◆ What is being asked ◆
Continue the article on gene therapy from the point where it stops, after its last sentence.

Imagine healing the body without drugs or surgery, each of which can have nasty side effects. Instead, a physician uses the body’s own building blocks to heal you. Instead of returning again and again, or having to take medication continually, one shot does it all. These are the promises of gene therapy.

The concept is easy to grasp. Genes control proteins that in turn control all of our body’s functions. When a faulty gene, usually due to a mutation, malfunctions and causes disease, all that would have to be done is to “knock out” or replace the faulty gene. Once the correct protein enters the system, the disease is finished. It is however the replacement process that is complicated.

One problem is exactly how to deliver a gene to a patient’s DNA. To do that, scientists create a custom virus that infects a target cell, yet flies under the immune system’s radar. By doing so, the virus leaves its own genetic material inside the cell. That cell begins to reproduce, carrying the gene with it, and spreading it throughout the body.

An adeno-associated virus (AAV) is used to deliver a gene to the DNA of a cell.

Gene therapies are not currently approved by the FDA. Dozens of clinical trials are ongoing, however. This cutting-edge therapy is approved to treat one particular disorder in Europe—lipoprotein lipase deficiency, where the patient cannot break down fat. Another use will soon be approved, to treat combined immune deficiency, or the “bubble boy” disease.

Other conditions it is expected to someday treat include heart disease, diabetes, some forms of cancer, muscular dystrophy, immune disorders, genetic disorders, AIDS, hemophilia, and certain blindness-causing conditions. With AIDS, gene therapy will be used in a different way. The HIV virus camouflages itself from the immune system. Gene therapy can make its presence known, allowing it to be recognized and destroyed.   

The things researchers look at when evaluating a new therapy is its safety profile, how effective it is, and what a proper dosage may look like. Just like any therapy, things can go wrong. For instance, altered viruses could change back into their original form, causing infection. Sometimes the wrong cell is approached by the virus. Or the virus places the gene in the wrong place within a cell’s DNA. In this last case, healthy cells may become damaged or cause illness, even develop into a tumor.


Model of gene therapy.

There have been stumbling blocks along the way. Keep in mind that all clinical trials are monitored by the FDA and the National Institutes of Health (NIH). Even so, gene therapy almost went bust in 1999 when a volunteer, 19-year-old Jesse Gelsinger, died during testing. The Arizona teen’s immune system reacted violently as a result of the treatment. Gene therapy lost its innocence and many young, promising scientists decided to put their efforts elsewhere, setting the field back. A year after that, during a French trial, some participants developed leukemia.

◆ Given material ◆
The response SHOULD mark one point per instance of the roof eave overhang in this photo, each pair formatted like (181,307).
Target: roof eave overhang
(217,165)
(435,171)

◆ Response to the exercise ◆
After these incidents, dozens of clinical trials ceased and funding was pulled. Researchers learned a lot from these disturbing tragedies, and put stringent safety controls in place. They have since discovered how to deliver genes using viruses in a safe and effective manner, that doesn’t set off the immune system.

Researchers have also implemented guidelines that help monitor patients and administer to side effects. A few successes then brought gene therapy back from the brink. In 2008, some blind subjects reported improvements in vision. Shortly after, in another experiment, 80% of “bubble boy” children regained immune system function.

Boy with combined immune deficiency or “bubble boy” disease.

The efficacy of gene therapy today is not constant throughout, but varies from one condition to the next. A recent study using the therapy to treat muscular dystrophy saw impressive results. A 2013 study was even more dramatic, where a small clutch of patients with leukemia were cured. Other studies on hemophilia and one cause of blindness, retinitis pigmentosa, have also seen remarkable results.

There have been other trials however that have not been so encouraging. One for congestive heart failure ended in “disappointing” results, and another for Parkinson’s ended in what researchers called a “mixed bag.” One problem that must be overcome, the immune system sometimes does recognize and take out the viral messenger.

Besides its checkered past and some obstacles to overcome, gene therapy does show promise for a lot of conditions. The biggest obstacle researchers foresee, it carries a hefty price tag. It costs one million dollars per treatment for the drug already approved in Europe. U.S. prices are expected to mirror this. Luckily, gene therapy is only applied once, and the effects are meant to last.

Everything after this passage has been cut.